The records:

Content starts

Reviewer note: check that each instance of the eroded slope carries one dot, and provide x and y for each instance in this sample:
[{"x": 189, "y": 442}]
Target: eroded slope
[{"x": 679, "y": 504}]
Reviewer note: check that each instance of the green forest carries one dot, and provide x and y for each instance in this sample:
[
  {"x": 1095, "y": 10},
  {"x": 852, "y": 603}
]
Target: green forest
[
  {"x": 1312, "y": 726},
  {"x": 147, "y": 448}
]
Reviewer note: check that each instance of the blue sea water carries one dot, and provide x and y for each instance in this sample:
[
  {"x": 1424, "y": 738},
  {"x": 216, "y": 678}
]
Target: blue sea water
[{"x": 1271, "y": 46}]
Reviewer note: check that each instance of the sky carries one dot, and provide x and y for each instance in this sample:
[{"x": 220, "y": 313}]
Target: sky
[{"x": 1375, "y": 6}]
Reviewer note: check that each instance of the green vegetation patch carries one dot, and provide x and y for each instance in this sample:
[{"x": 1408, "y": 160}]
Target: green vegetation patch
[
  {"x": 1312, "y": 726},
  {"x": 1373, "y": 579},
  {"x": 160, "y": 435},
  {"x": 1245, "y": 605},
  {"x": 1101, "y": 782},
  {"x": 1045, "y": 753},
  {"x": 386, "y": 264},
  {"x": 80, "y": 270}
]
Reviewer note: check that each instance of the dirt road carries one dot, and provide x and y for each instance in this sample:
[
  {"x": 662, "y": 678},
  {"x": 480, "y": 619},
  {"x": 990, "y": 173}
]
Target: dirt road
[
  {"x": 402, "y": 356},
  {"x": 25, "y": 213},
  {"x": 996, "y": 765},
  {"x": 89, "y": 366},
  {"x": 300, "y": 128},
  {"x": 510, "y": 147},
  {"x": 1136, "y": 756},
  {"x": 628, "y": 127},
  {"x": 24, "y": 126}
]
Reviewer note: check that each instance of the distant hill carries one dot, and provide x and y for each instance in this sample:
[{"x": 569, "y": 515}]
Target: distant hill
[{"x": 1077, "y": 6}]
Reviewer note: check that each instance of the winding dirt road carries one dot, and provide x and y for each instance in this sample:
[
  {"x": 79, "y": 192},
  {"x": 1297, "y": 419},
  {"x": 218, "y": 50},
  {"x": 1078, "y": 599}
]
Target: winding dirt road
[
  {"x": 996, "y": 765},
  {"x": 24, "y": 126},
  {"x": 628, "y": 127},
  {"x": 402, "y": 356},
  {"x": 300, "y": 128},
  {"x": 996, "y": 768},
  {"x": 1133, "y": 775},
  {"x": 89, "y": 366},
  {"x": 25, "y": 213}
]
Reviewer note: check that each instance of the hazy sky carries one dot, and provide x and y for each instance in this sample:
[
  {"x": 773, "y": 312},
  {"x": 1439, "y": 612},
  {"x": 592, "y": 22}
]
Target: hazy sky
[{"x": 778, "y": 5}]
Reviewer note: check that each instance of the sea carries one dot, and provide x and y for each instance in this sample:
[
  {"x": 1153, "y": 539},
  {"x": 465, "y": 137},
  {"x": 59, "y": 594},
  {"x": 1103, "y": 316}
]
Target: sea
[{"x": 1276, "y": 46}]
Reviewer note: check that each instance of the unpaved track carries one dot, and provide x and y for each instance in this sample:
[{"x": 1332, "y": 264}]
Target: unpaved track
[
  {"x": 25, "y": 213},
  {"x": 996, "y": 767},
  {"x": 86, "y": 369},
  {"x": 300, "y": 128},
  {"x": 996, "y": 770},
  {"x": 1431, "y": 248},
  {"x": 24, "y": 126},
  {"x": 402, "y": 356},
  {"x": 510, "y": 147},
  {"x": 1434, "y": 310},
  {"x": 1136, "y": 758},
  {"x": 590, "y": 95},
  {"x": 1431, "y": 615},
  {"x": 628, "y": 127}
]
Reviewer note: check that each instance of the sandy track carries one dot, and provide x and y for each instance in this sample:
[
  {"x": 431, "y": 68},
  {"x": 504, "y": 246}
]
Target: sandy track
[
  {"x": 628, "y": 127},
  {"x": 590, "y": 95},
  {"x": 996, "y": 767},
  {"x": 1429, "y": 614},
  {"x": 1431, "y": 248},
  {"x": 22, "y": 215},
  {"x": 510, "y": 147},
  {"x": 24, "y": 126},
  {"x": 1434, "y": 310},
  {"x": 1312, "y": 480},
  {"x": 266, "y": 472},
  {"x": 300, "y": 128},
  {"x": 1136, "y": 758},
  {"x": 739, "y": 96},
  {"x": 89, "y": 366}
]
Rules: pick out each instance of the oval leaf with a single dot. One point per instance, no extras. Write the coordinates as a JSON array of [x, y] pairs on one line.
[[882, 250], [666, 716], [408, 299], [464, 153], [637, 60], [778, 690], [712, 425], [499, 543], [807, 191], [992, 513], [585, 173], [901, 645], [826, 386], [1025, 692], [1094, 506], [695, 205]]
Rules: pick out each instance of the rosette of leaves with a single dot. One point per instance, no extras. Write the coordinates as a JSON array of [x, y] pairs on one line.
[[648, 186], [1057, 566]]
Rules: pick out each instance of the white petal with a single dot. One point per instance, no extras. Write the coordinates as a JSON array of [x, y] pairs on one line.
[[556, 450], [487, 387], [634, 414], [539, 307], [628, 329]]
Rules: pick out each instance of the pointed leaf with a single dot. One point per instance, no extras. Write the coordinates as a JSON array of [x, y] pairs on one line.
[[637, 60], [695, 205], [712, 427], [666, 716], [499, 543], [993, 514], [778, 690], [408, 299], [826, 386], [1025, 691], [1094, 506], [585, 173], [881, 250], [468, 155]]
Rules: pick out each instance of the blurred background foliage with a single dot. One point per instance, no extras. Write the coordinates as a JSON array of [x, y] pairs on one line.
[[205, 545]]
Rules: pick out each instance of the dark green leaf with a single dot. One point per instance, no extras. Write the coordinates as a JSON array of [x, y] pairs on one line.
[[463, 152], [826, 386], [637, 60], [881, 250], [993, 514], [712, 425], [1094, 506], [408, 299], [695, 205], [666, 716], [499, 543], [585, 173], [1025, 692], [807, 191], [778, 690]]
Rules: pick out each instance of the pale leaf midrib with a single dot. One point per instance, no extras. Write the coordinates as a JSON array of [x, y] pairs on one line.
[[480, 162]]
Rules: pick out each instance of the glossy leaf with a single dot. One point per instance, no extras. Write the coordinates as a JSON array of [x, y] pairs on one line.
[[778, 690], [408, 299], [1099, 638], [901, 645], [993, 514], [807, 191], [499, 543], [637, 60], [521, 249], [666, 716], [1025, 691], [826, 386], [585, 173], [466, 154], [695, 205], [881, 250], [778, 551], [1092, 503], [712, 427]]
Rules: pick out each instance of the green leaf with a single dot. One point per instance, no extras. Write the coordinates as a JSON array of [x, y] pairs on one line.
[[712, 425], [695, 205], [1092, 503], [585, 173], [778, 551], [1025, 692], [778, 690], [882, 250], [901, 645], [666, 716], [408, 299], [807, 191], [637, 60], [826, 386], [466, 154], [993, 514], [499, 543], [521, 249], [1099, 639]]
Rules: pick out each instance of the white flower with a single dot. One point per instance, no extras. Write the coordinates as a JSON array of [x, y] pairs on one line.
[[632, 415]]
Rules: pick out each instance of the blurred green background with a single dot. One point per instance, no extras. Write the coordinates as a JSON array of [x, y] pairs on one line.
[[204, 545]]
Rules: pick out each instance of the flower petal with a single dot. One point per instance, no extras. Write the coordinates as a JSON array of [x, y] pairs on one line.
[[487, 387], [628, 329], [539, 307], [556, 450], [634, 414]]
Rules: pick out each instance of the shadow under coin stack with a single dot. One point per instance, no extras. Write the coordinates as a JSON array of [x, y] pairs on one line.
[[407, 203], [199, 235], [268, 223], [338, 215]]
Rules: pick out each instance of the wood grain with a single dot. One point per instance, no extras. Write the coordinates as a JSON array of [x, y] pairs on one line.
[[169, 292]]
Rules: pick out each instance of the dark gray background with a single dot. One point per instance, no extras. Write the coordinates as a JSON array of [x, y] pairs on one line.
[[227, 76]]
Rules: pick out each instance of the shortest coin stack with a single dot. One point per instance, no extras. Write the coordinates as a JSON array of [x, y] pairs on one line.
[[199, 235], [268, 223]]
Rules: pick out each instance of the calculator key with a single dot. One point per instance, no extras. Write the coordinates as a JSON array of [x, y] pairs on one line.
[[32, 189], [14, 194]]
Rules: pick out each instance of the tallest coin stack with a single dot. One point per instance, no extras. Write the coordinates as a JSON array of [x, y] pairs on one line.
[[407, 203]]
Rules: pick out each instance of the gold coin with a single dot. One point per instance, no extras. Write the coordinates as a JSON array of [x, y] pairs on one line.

Content ends

Task item:
Scan the lines above, and whenever one holds the string "provide", copy it.

Finished exercise:
Reviewer note: check that each instance of the eroded slope carries one dot, and provide x and y for each instance in this sample:
Reviewer note: check that each instance of the green forest carries one dot, and provide x and y for each instance in this sample:
Reviewer note: check that each instance of the blue sea water carries one dot, and provide x and y for each instance in this sample:
Reviewer note: check that each instance of the sky carries one dot, and provide x and y for each instance in this sample:
Reviewer note: check that each instance of the green vegetation patch carries one dot, and provide x and y for each instance in this sample:
Reviewer note: check that each instance of the dirt road carries one dot, and provide x and y for each instance in this sample:
Reviewer note: check that each instance of the distant hill carries one dot, and provide x and y for each instance in this sample:
Reviewer note: check that each instance of the winding dirt road carries one dot, and provide x and y for each instance in this sample:
Reviewer note: check that each instance of the hazy sky carries one dot, and provide x and y for each instance in this sample:
Reviewer note: check that each instance of the sea carries one dot, and provide x and y for each instance in this sample:
Reviewer note: check that each instance of the unpaved track carries one dot, and provide x and y for each instance in this sample:
Reviewer note: check that each instance of the sandy track carries one dot, and provide x and y for each instance in this sample:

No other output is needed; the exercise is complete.